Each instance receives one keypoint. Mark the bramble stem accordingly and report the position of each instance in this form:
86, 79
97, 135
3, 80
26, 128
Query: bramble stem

********

WHAT YOU NEED TO DO:
Give the lines above as a Markdown table with two columns, No. and Line, numbering each row and skipping any blank lines.

ANSWER TO THE TASK:
| No. | Line |
|---|---|
| 1 | Each instance receives one keypoint. Mark the bramble stem accordingly and report the position of each instance in this form: |
| 2 | 86, 79 |
| 3 | 97, 135 |
| 4 | 3, 80 |
| 5 | 26, 128 |
| 6 | Query: bramble stem |